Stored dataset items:
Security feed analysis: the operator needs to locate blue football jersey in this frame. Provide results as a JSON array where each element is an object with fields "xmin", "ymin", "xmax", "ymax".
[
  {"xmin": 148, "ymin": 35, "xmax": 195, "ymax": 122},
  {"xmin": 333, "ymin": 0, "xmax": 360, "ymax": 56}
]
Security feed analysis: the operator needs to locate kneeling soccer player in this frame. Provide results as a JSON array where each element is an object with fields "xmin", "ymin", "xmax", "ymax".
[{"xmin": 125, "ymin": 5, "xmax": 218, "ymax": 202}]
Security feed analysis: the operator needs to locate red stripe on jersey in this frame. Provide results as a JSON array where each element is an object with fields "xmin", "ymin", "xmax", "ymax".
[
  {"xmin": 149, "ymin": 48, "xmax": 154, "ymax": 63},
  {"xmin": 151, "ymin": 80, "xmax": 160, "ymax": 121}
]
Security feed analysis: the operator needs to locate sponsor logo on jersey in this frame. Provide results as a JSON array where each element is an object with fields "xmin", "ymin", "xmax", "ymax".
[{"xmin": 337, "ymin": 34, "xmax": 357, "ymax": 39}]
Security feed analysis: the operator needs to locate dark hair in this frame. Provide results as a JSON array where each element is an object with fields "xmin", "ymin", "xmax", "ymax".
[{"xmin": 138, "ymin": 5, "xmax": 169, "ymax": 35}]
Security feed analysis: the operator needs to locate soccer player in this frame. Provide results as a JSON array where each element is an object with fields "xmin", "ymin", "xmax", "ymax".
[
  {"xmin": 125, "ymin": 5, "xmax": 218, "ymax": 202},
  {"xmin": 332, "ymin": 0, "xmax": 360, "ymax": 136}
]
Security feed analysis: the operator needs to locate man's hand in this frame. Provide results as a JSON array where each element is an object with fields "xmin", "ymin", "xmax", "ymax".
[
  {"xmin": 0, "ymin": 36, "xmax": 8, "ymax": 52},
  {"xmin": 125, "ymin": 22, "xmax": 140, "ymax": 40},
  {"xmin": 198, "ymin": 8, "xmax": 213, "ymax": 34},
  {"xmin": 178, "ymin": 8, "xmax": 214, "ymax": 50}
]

Description of the task:
A faithful copy is required of the lines from the one with "Security feed analysis: the operator needs to locate sponsor" through the last line of the data; please add nothing.

Task solution:
Security feed analysis: the operator needs to locate sponsor logo on jersey in this frame. Provide results as a JSON array where each element is an object with fields "xmin", "ymin", "xmax", "ymax".
[{"xmin": 337, "ymin": 34, "xmax": 357, "ymax": 39}]
Security feed analysis: the operator needs to locate dark hair in this frame. Provide results as a JSON array where each element is an object with fields "xmin", "ymin", "xmax", "ymax".
[{"xmin": 138, "ymin": 5, "xmax": 169, "ymax": 35}]
Security feed analysis: the operator needs to locate soccer player in this frame. Provide results as a JSON array where each element is an object with fields "xmin", "ymin", "xmax", "ymax".
[
  {"xmin": 125, "ymin": 5, "xmax": 218, "ymax": 202},
  {"xmin": 332, "ymin": 0, "xmax": 360, "ymax": 136}
]
Security feed analysis: the operator needs to locate man's hand in this frame. Provide results as a JSON array where each element is an object with fields "xmin", "ymin", "xmax", "ymax".
[
  {"xmin": 0, "ymin": 36, "xmax": 8, "ymax": 52},
  {"xmin": 125, "ymin": 22, "xmax": 140, "ymax": 40},
  {"xmin": 198, "ymin": 8, "xmax": 213, "ymax": 34},
  {"xmin": 178, "ymin": 8, "xmax": 214, "ymax": 50}
]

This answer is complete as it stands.